CodeX: The Stanford Center for Legal Informatics is a research center at Stanford University focused on the application of technology to law, and is jointly operated by Stanford Law School and Stanford University School of Engineering.  It is also informally known as "The Stanford CodeX Center" or simply "CodeX."

The center was one of the first interdisciplinary university research centers in the United States jointly operated by a computer science department and law school that is focused on using technology to improve the legal system.   The center is known for its research on Computational Law, Computable Contracts, the application of artificial intelligence to law, and other legal-technology innovations.   It holds a yearly academic conference entitled "Futurelaw."

The Stanford CodeX center is not to be confused with the Stanford Center for Internet and Society ("CIS").  The CIS is primarily focused on technology policy, whereas the CodeX center primarily focused upon researching and building legal technology.

Mission  
CodeX's mission is to employ a multidisciplinary approach to addressing problems in the law by applying computer science technologies, methods, and theories to legal problems.

Stanford University
Computer law organizations

History 
The center was founded in 2006 by Professor Michael Genesereth, Dr. Roland Vogl, Professor Harry Surden and Attorney Joshua Walker, at Stanford University.  

The Codex Center was originally called "Codex: The Stanford Center for Computers and the Law" and was renamed to "Codex: The Stanford Center for Legal Informatics" in 2016.

## [Task]
Reproduce verbatim the passage of the text on the Stanford CodeX center starting at "The center was one" and ending at "building legal technology.".

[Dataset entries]
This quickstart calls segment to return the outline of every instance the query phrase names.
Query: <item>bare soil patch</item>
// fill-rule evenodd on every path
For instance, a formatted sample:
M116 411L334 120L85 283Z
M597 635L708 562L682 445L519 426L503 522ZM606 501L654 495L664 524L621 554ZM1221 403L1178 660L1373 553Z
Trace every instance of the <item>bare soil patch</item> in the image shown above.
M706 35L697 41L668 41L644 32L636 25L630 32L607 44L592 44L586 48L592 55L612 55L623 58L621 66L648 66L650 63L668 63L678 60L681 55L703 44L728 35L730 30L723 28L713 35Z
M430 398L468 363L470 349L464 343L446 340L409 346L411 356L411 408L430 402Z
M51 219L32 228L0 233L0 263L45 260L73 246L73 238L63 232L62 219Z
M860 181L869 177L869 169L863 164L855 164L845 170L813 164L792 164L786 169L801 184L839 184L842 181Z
* * *
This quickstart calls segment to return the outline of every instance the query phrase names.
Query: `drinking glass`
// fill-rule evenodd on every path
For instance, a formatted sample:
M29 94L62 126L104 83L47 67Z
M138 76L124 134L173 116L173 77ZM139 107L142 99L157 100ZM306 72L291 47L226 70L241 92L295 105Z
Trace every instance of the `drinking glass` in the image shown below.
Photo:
...
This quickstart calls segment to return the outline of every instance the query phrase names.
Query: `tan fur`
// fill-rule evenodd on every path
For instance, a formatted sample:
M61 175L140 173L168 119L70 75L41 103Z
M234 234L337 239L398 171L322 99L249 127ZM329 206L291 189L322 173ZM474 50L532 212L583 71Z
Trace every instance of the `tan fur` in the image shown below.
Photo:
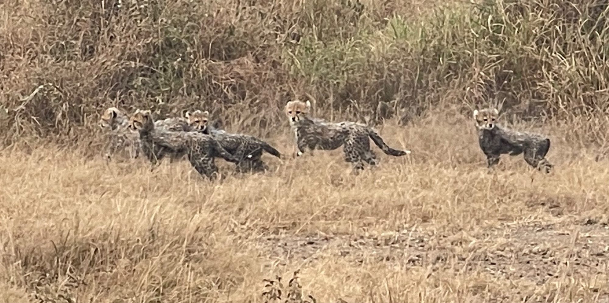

## [Result of the exercise]
The center was one of the first interdisciplinary university research centers in the United States jointly operated by a computer science department and law school that is focused on using technology to improve the legal system.   The center is known for its research on Computational Law, Computable Contracts, the application of artificial intelligence to law, and other legal-technology innovations.   It holds a yearly academic conference entitled "Futurelaw."

The Stanford CodeX center is not to be confused with the Stanford Center for Internet and Society ("CIS").  The CIS is primarily focused on technology policy, whereas the CodeX center primarily focused upon researching and building legal technology.